• _TASK TO COMPLETE_: Convert every line of the entries below into a JSON list of strings, with one string per line and no strings for blank lines. Leave out the pictures.
Begin DATA FOR THIS EXERCISE
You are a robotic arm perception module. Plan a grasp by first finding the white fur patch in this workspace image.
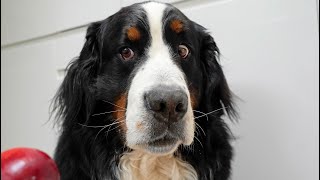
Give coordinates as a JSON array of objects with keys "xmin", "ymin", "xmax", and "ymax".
[
  {"xmin": 119, "ymin": 151, "xmax": 198, "ymax": 180},
  {"xmin": 126, "ymin": 2, "xmax": 195, "ymax": 152}
]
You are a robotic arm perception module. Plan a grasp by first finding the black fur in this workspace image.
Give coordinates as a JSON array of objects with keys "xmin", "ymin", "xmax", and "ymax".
[{"xmin": 54, "ymin": 4, "xmax": 236, "ymax": 180}]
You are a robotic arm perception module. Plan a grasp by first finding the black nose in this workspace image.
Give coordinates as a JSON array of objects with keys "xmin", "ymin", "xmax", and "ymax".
[{"xmin": 144, "ymin": 86, "xmax": 188, "ymax": 122}]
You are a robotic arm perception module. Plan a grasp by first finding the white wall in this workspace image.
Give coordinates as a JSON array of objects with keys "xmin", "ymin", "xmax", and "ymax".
[{"xmin": 1, "ymin": 0, "xmax": 319, "ymax": 180}]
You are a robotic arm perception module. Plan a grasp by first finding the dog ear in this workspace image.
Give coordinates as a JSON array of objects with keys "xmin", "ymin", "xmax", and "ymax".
[
  {"xmin": 52, "ymin": 22, "xmax": 101, "ymax": 128},
  {"xmin": 196, "ymin": 25, "xmax": 237, "ymax": 118}
]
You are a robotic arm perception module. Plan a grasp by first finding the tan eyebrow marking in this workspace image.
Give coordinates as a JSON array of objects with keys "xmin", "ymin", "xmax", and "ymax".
[
  {"xmin": 127, "ymin": 27, "xmax": 141, "ymax": 41},
  {"xmin": 170, "ymin": 19, "xmax": 183, "ymax": 33}
]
End DATA FOR THIS EXERCISE
• _CORRECT OUTPUT_:
[
  "You are a robotic arm perception module. Plan a grasp by first finding the white fur patch in this workspace image.",
  "Give coordinates as a JSON array of objects with keys \"xmin\", \"ymin\", \"xmax\", and \"ymax\".",
  "[",
  "  {\"xmin\": 119, \"ymin\": 151, \"xmax\": 198, \"ymax\": 180},",
  "  {\"xmin\": 126, \"ymin\": 2, \"xmax\": 195, \"ymax\": 152}",
  "]",
  "You are a robotic arm perception module. Plan a grasp by first finding the black fur in this workspace image.",
  "Give coordinates as a JSON array of objects with keys \"xmin\", \"ymin\", \"xmax\", and \"ymax\".",
  "[{\"xmin\": 54, \"ymin\": 4, \"xmax\": 236, \"ymax\": 180}]",
  "You are a robotic arm perception module. Plan a grasp by first finding the black nose in this workspace image.",
  "Give coordinates as a JSON array of objects with keys \"xmin\", \"ymin\", \"xmax\", and \"ymax\".",
  "[{\"xmin\": 144, \"ymin\": 86, \"xmax\": 188, \"ymax\": 122}]",
  "You are a robotic arm perception module. Plan a grasp by first finding the white wall in this workspace image.",
  "Give coordinates as a JSON array of objects with keys \"xmin\", \"ymin\", \"xmax\", and \"ymax\".",
  "[{\"xmin\": 1, \"ymin\": 0, \"xmax\": 319, \"ymax\": 180}]",
  "You are a robotic arm perception module. Plan a grasp by first finding the dog ear in this workspace image.",
  "Give coordinates as a JSON array of objects with keys \"xmin\", \"ymin\", \"xmax\", and \"ymax\".",
  "[",
  "  {\"xmin\": 52, \"ymin\": 22, \"xmax\": 101, \"ymax\": 128},",
  "  {\"xmin\": 196, \"ymin\": 25, \"xmax\": 237, \"ymax\": 118}",
  "]",
  "You are a robotic arm perception module. Plan a grasp by first finding the tan eyebrow marking in this workspace image.",
  "Give coordinates as a JSON array of objects with keys \"xmin\", \"ymin\", \"xmax\", and \"ymax\".",
  "[",
  "  {\"xmin\": 127, \"ymin\": 27, \"xmax\": 141, \"ymax\": 41},",
  "  {\"xmin\": 170, \"ymin\": 19, \"xmax\": 183, \"ymax\": 33}",
  "]"
]